«Инвалид умер. Слава Богу!»
Поселок Добрый, интернат для инвалидов, отделение милосердия. Названия-то какие благозвучные, благолепные, навевающие веру в добро и гуманизм. Наверное, 320 обитателей Добринского интерната окружены заботой и вниманием врачей и медсестер, санитарок и прочих служителей милосердия?
Вероятно, в управлении соцзащиты, управлении здравоохранения и департаменте социальной политики Орловской области так и думают. Многочисленным чиновникам, сидящим в Орле, очень трудно поверить в то, что может быть иначе. Ведь эта армия служащих получает зарплату именно за то, чтобы в Добринском интернате (и других подобных заведениях) был порядок. А раз зарплата поступает вовремя и в полном объеме, значит, и порядок есть. Такая вот чиновничья логика.

• _Ваши задания_:
(1) Сколько обитателей в Добринском интернате, согласно тексту об интернате в поселке Добрый?
(2) Перепишите фрагмент текста об интернате в поселке Добрый от слов «Вероятно, в управлении» до слов «вот чиновничья логика.» включительно, заменив «порядок» на «образцовый порядок».
Записи взяты из другого источника.

• _Приведённые записи_:
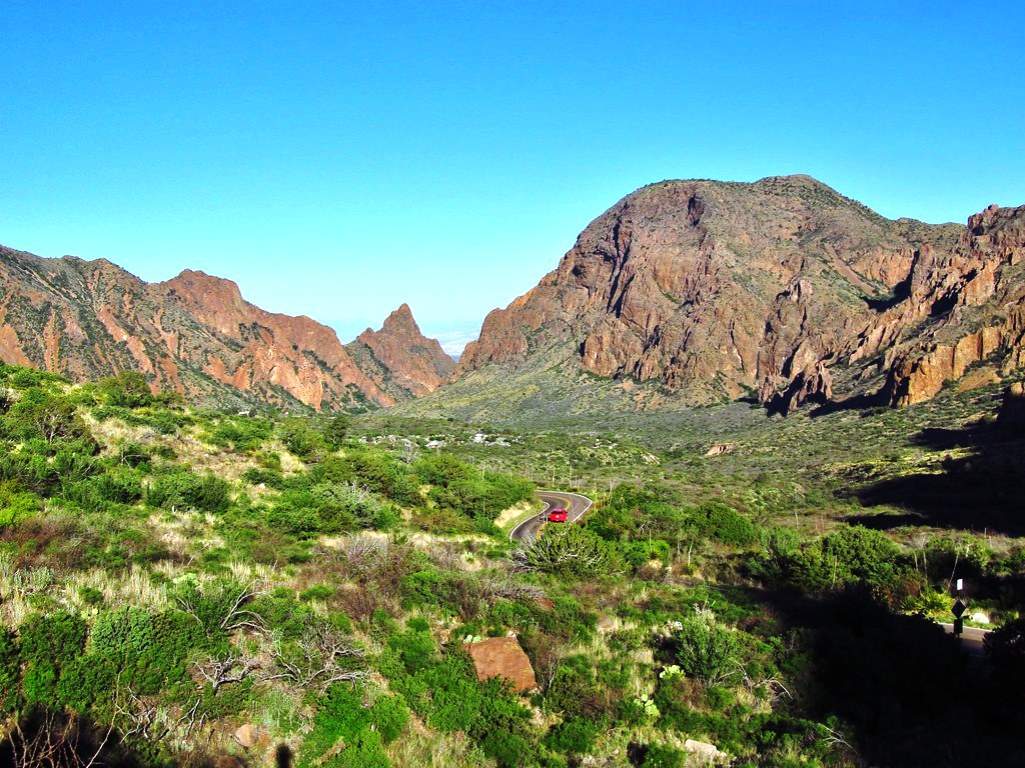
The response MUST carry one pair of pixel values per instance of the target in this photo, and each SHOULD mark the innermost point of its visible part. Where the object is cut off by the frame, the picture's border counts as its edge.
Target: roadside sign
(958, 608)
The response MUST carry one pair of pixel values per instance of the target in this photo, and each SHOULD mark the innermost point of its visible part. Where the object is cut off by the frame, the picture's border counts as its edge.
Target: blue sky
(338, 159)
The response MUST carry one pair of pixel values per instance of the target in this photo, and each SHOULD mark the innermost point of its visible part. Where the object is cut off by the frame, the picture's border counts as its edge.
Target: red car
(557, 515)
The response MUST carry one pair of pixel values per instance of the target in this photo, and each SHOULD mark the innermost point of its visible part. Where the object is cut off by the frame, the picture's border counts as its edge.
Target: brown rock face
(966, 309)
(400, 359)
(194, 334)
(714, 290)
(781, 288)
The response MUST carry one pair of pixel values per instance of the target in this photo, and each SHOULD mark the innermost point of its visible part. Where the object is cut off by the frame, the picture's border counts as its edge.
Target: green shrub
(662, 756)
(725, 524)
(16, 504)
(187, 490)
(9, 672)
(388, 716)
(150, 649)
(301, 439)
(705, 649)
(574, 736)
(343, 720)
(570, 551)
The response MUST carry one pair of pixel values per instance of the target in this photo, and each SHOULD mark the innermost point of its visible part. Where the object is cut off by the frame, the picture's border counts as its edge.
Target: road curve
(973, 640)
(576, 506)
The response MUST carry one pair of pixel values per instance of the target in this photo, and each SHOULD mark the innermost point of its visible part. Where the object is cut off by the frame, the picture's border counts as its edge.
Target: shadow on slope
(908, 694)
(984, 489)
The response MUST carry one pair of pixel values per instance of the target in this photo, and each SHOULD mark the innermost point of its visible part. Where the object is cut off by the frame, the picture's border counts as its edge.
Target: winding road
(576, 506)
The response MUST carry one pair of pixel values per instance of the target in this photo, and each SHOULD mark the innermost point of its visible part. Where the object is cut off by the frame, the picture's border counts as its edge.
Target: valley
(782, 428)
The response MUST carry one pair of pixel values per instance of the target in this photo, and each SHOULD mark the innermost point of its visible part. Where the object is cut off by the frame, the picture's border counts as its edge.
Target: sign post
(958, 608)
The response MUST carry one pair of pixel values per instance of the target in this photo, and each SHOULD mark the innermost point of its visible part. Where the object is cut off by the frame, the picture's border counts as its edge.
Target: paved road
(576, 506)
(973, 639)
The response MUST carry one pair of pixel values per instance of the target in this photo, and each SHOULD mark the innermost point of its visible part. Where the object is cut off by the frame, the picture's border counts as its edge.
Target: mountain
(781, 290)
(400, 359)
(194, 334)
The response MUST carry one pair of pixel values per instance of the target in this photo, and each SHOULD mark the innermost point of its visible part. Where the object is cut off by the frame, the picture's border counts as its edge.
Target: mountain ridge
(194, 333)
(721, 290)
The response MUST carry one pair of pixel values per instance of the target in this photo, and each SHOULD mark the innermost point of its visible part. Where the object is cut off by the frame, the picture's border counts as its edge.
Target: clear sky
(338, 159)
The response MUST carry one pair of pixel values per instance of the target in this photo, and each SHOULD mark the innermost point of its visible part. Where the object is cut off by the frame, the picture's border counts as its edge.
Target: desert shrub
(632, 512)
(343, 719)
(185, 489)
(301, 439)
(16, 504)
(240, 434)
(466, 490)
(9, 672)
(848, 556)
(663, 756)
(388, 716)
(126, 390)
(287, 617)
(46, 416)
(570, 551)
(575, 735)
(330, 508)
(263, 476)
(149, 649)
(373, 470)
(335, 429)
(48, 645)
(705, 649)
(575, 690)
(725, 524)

--

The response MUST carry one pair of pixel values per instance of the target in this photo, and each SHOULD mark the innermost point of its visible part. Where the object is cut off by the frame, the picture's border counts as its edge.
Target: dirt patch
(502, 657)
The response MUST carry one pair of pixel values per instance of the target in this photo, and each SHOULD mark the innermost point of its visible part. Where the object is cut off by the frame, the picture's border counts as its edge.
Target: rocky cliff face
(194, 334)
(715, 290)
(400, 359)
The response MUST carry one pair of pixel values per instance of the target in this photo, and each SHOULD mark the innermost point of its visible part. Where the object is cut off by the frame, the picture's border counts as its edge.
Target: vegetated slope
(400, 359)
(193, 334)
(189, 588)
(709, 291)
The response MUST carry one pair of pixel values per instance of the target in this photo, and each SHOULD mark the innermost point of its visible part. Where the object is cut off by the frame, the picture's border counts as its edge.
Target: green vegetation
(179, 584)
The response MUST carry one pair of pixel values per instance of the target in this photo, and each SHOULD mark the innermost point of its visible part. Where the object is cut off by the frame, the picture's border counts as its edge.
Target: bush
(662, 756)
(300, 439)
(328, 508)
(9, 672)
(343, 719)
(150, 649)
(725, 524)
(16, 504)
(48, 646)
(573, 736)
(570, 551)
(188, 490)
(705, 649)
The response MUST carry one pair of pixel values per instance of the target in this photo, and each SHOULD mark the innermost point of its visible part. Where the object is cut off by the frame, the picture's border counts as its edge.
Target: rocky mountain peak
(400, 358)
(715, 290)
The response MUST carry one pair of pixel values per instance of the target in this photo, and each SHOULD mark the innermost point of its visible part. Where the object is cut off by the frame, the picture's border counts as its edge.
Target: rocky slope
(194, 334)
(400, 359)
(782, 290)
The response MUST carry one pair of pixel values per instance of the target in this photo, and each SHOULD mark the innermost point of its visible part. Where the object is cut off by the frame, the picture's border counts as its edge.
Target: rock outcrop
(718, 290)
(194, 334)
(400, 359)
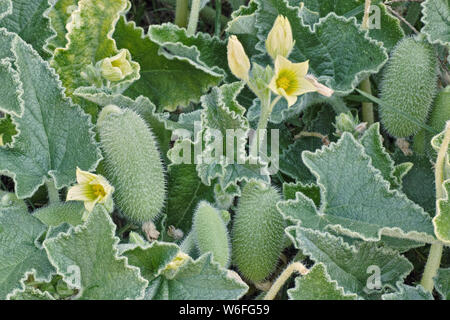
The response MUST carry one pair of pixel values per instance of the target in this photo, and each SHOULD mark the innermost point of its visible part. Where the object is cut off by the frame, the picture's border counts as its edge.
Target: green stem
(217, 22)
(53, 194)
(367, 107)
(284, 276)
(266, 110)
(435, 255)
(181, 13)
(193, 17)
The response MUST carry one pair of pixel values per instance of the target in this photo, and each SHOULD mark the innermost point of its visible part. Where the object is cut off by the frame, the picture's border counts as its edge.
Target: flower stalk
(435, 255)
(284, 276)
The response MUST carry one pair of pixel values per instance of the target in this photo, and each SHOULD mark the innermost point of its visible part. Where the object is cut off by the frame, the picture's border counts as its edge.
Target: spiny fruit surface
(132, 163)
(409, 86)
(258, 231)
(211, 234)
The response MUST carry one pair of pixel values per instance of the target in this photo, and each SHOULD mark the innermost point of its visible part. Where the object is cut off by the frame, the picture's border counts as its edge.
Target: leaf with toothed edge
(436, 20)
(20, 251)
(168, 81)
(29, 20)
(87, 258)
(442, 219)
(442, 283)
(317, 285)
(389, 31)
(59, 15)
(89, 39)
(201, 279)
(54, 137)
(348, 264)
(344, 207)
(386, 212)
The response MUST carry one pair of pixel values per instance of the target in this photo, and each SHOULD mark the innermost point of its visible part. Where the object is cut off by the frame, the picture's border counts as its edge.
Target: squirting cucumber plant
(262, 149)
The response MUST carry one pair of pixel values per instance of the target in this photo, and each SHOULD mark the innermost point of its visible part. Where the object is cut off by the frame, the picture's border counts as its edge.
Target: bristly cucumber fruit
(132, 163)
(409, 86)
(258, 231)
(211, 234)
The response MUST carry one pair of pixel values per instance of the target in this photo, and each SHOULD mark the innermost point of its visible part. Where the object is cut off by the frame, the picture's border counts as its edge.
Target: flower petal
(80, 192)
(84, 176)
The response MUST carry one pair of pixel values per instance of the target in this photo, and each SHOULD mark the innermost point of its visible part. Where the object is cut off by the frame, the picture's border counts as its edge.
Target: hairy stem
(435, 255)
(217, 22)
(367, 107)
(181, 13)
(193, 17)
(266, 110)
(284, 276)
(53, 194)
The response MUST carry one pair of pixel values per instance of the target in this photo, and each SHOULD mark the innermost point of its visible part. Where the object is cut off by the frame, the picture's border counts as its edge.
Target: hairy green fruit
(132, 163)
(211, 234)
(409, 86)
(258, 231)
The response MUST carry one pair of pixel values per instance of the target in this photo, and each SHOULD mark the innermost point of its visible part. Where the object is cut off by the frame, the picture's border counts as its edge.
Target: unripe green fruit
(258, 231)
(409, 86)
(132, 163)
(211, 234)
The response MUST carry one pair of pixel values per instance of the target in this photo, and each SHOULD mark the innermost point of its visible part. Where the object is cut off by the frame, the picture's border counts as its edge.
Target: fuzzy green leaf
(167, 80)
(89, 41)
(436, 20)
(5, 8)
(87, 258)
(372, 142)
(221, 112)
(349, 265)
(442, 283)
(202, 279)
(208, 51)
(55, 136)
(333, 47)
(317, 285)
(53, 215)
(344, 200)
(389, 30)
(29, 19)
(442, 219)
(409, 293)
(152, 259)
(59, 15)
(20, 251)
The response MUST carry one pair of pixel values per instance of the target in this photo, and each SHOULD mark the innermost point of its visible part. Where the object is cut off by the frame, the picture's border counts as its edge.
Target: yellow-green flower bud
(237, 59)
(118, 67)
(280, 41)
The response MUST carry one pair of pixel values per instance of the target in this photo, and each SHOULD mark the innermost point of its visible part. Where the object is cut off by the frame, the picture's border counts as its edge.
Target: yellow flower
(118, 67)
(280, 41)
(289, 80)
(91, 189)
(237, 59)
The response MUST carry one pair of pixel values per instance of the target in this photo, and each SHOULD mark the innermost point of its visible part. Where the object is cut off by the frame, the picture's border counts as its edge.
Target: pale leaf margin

• _Ответы к заданиям_:
(1) 320 обитателей.

(2)
Вероятно, в управлении соцзащиты, управлении здравоохранения и департаменте социальной политики Орловской области так и думают. Многочисленным чиновникам, сидящим в Орле, очень трудно поверить в то, что может быть иначе. Ведь эта армия служащих получает зарплату именно за то, чтобы в Добринском интернате (и других подобных заведениях) был образцовый порядок. А раз зарплата поступает вовремя и в полном объеме, значит, и образцовый порядок есть. Такая вот чиновничья логика.